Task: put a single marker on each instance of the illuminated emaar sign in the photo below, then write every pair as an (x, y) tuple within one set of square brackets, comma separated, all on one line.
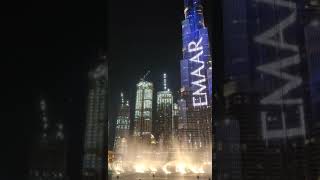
[(199, 94)]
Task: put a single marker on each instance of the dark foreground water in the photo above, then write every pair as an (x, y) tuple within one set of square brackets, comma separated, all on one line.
[(160, 177)]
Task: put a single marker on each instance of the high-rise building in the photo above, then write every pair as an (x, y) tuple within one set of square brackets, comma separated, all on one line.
[(48, 155), (164, 119), (269, 76), (122, 126), (143, 109), (96, 124), (196, 88)]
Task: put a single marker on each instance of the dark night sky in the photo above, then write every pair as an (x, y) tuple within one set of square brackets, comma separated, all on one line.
[(48, 47), (144, 35)]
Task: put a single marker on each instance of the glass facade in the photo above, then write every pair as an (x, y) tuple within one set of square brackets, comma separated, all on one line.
[(195, 65), (143, 109)]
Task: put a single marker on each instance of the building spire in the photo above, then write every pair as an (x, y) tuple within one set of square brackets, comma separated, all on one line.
[(122, 99)]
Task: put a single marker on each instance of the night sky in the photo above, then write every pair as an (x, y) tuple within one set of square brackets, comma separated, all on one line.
[(144, 35), (47, 50)]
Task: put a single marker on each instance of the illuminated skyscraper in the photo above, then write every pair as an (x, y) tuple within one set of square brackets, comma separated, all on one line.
[(122, 126), (96, 124), (268, 72), (48, 155), (143, 109), (196, 78), (164, 120)]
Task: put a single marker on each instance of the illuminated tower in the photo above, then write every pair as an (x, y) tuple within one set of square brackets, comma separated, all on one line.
[(143, 109), (196, 79), (122, 126), (164, 124), (96, 124), (48, 155)]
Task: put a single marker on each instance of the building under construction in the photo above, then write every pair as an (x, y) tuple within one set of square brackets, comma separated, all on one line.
[(143, 109)]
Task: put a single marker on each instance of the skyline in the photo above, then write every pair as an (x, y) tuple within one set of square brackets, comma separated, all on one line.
[(51, 54)]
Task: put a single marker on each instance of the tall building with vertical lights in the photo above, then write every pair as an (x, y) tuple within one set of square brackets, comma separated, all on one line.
[(122, 126), (143, 109), (269, 75), (312, 51), (164, 118), (93, 166), (48, 155), (196, 78)]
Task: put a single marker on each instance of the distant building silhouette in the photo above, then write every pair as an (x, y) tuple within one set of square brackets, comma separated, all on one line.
[(47, 160)]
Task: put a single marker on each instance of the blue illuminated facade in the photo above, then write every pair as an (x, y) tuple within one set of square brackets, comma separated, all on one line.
[(195, 126), (196, 74)]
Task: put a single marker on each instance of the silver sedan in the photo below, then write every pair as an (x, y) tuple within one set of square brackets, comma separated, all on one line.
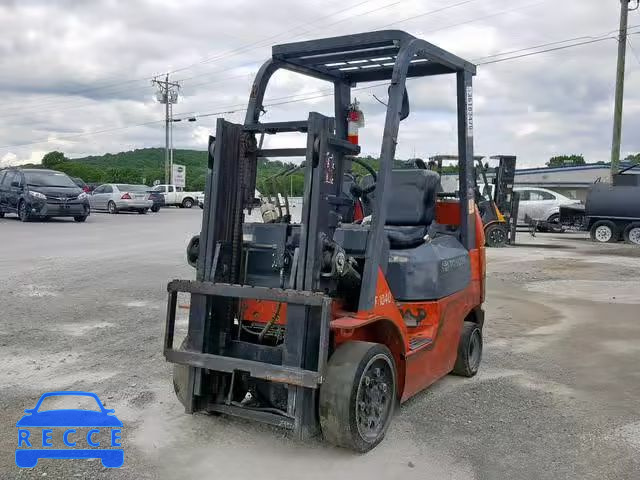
[(115, 197)]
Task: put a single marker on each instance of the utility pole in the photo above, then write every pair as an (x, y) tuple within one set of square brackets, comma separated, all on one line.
[(167, 94), (619, 95)]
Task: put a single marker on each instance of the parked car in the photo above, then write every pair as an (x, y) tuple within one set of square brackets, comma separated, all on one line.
[(176, 198), (541, 204), (158, 200), (116, 197), (41, 194), (78, 181)]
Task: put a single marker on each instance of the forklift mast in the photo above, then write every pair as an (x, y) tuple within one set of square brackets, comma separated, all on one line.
[(309, 278)]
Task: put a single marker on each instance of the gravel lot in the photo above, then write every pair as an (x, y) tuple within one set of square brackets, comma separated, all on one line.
[(82, 308)]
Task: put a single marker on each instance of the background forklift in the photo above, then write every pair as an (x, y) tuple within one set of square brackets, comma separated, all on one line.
[(326, 325), (497, 202)]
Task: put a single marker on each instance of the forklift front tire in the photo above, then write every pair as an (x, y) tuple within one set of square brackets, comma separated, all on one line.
[(469, 351), (358, 395)]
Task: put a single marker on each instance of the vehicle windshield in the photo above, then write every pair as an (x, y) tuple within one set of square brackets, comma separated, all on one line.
[(48, 179), (132, 188)]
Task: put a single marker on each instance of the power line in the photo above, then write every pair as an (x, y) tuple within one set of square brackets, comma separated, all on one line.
[(318, 94), (633, 50), (514, 57)]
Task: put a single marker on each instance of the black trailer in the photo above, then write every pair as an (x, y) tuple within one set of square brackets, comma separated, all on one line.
[(611, 212)]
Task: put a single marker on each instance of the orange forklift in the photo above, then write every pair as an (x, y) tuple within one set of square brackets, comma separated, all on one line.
[(326, 325)]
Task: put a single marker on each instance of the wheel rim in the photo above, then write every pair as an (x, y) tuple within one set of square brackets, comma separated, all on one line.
[(497, 236), (475, 350), (374, 397), (603, 233), (634, 235)]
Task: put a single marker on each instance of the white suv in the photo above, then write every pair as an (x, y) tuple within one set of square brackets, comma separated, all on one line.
[(541, 204)]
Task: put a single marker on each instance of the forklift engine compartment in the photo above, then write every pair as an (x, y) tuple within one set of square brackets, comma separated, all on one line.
[(325, 325)]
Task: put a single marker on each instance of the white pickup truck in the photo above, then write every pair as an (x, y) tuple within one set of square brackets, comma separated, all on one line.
[(173, 197)]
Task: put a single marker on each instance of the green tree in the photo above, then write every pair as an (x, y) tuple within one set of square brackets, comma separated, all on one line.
[(566, 161), (634, 159), (51, 159)]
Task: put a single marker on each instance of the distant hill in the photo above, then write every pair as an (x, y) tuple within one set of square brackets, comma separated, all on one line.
[(141, 165), (145, 165)]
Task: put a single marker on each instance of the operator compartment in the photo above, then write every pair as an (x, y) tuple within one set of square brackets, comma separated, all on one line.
[(426, 260)]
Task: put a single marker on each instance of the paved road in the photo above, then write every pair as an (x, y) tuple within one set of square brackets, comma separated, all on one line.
[(82, 307)]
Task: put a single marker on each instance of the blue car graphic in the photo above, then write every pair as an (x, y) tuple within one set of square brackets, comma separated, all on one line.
[(31, 449)]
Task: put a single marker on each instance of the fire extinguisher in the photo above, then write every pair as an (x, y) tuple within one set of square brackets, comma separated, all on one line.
[(355, 120)]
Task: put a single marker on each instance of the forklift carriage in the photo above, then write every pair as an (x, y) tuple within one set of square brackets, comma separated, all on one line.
[(326, 325)]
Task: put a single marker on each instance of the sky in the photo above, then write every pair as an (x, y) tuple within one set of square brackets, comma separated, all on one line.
[(76, 75)]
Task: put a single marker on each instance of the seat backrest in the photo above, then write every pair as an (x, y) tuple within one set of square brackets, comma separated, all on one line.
[(412, 199)]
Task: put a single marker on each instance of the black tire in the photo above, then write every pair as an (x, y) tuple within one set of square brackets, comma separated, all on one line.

### WHAT THE TASK REQUIRES
Transcribe all the material exactly; skip every image.

### OUTPUT FOR THIS EXERCISE
Task: put a single marker on each instance of the illuminated emaar sign in the photo below, then write every pair as an (x, y) tuple within one set of square brackets, comma separated, all on one line.
[(199, 94)]
Task: put a single marker on each instance of the dark foreground water in the photo above, then write every pair as an (x, y) tuple within one set of square brackets, comma separated, all on one line.
[(160, 177)]
Task: put a single marker on each instance of the high-rise building in the photo above, then write every pair as an (x, y) tuple within one set of square brackets, comma separated, all on one line.
[(48, 155), (164, 119), (269, 76), (122, 126), (143, 109), (96, 124), (196, 88)]
Task: put a single marker on each instance of the dark night sky in the photo above, then write every pair as an (x, y) tuple within one set of square brackets, comma separated, all on one line.
[(48, 47), (144, 35)]
Task: put a single marker on each instance of the glass facade in the photo above, then write every pair as an (x, y) tuple within one set of square brackets, comma separated, all on one line.
[(195, 65), (143, 109)]
Task: put a single marker on each instance of the building spire in the photo above, then write every pair as an (x, y) tuple within one set of square brackets, comma separated, all on one line.
[(122, 99)]
Task: put a single marker on each instance of the night sky in the photo above, then write every pair as an (x, y) tuple within one set of square brackets, comma separated, all on one line.
[(144, 35), (47, 50)]
Task: put a single marker on each instance of the illuminated skyscraper in the photo above, then write every pair as an (x, y) tuple within one set of square brackets, comma separated, all on one line.
[(122, 126), (96, 124), (268, 72), (48, 155), (143, 109), (196, 78), (164, 120)]
Task: put a single marker on each instance of the illuminated tower in the photo above, then write every pair as an (x, y) tuple within one set of square brackets, comma separated, all on one line.
[(143, 109), (196, 79), (122, 126), (164, 124), (96, 124), (48, 155)]
Task: put a single marker on each instance of the building under construction in the photo above, then write every pair as an (x, y) tuple within one set of square brackets, comma separated, all on one line.
[(143, 109)]
Task: put a single marker on each instance of the skyline in the photo above, then write every pair as an (x, y) tuple within one set of square brackets, comma separated, all on one line.
[(51, 54)]
Task: put a single marker on each instance of the tall building with vertical lights in the photo above, then write every pair as an (x, y) tuple within one set of square brackets, comma separated, all on one line.
[(122, 126), (143, 109), (269, 75), (312, 51), (164, 118), (93, 166), (48, 155), (196, 78)]
Task: put a single marker on each instance of the distant building silhouette in the photo above, then write every pair as an (x, y) tuple within one set of square brackets, comma separated, all on one line.
[(47, 160)]
Task: put a single marker on each instance of the blue illuminated facade in the photo above, then write every pair as an (x, y) tuple within one set of square brackets, comma separated, all on one line.
[(195, 126), (196, 74)]
Task: put a single marker on each instance of the silver sedan in the photo below, then write every pair as an (x, y) tuple within one set of square brackets, comma separated, all on one line.
[(115, 197)]
Task: put a single marker on each instance of the utility pole in the photo above, then write every pair as an (x, y) tuple within one set of square brackets, comma separated, all on one line.
[(167, 94), (619, 95)]
Task: put a single marker on each instance of the parked car in the photo above, then write every pair as an (x, y) tuple within one set of square brackets, comma separated, all on one line.
[(176, 198), (541, 204), (158, 200), (116, 197), (41, 194), (78, 181)]
Task: put a single marker on each instance of the forklift mast in the photo above, then write every pair as an (x, y) tuple within one set of square brackets, comma separated, all on one line.
[(309, 278)]
Task: put a single marker on each instance of the gravel lot in the photo above, then write every pair as an (x, y) tuple within one set of square brackets, comma separated, all on one line.
[(82, 308)]
Task: put a single marker on each instance of the background forklift in the photo above, then write every pair as an (x, y) tuple within one set of square brackets, comma separated, all on one line.
[(326, 325), (497, 202)]
Task: put a single marker on each instance of the forklift front tire in the photo above, then write every pair as an (x, y) tuple within one set of square brackets, comma separated, all on one line.
[(469, 351), (358, 395)]
Task: put a single marker on each instance of the vehicle windshield in the photo above, then write every pair as an (x, y) tuple within one set of square brackets, comma separated, all on one line.
[(48, 179), (132, 188)]
Task: put a single marker on each instance of the power line in the photo above, then write every pair as an (x, y) tuple within one set of square brackets, comma separated, all on one line.
[(318, 94), (633, 50), (514, 57)]
Task: put a single marker on each instance of the black trailer in the photo above, then write every pair as an (x, y) tuple within one set of square brackets, comma separated, all on one line.
[(611, 212)]
Task: put a single marker on each instance of the orange forklift in the photo above, then write every pair as an (x, y) tuple within one set of square brackets, comma separated, all on one line.
[(326, 325)]
Task: put a single marker on each instance of the wheel rim in the photo above, then write every pair as an (x, y) tuple within one set of square brackets, comma separated, all on one line.
[(497, 236), (475, 350), (374, 397), (603, 233), (634, 235)]
Task: put a single marker on each instance of the white suv in the photo above, then write every pair as an (x, y) tuple within one set of square brackets, comma separated, all on one line.
[(541, 204)]
Task: put a single marker on each instance of the forklift engine compartment in the photo above, then write every pair as an (x, y) tuple within one set of square brackets, comma separated, all on one line.
[(325, 325)]
Task: put a single marker on each instance of the white pickup truck in the photo above, then write every pair as an (x, y) tuple within one set of square brackets, comma separated, all on one line.
[(173, 197)]
Task: put a single marker on each instance of the green tree in the photo above, then write every pair as an (x, y) tuple within one set of square brackets, comma separated, all on one line.
[(566, 161), (634, 159), (51, 159)]
Task: put a single marker on each instance of the distant hill in the photo above, then write every pair as an (x, y) tuple within one set of square brackets, comma separated, all on one line.
[(141, 165), (145, 165)]
Task: put a single marker on each instance of the operator compartment in the photo above, then write every pair as an (x, y) tuple within one set of square brackets, comma separated, all on one line.
[(426, 260)]
Task: put a single marker on each instance of the paved road in the photo above, then write every pair as an (x, y) tuple within one set of square brackets, comma separated, all on one line.
[(82, 307)]
Task: put a single marker on each instance of the blue car graphic in the photo above, then write every pair as an (x, y) tuple within one set of square brackets, comma separated, all on one line.
[(31, 449)]
Task: put a single marker on each instance of the fire extinguisher in the photo above, then write every pair as an (x, y) tuple within one set of square brackets, comma separated, all on one line.
[(355, 120)]
Task: put a single marker on each instance of the forklift carriage in the photo above, then write every pair as an (x, y) tuple within one set of square brackets, comma separated, all on one line.
[(326, 325)]
Task: put a single marker on each instance of the sky in the photo above, then write every pair as an (x, y) tuple within one set of square brackets, comma separated, all on one line.
[(76, 75)]
Task: put a single marker on each instance of the seat backrest in the photo above, then write every pair as an (x, y) tuple within one set of square brackets, comma separated, all on one line.
[(412, 199)]
Task: put a single marker on each instance of the black tire in the photo above, then write every pair as an (x, y) tuple within one set of square brackets, comma separated, all on one line.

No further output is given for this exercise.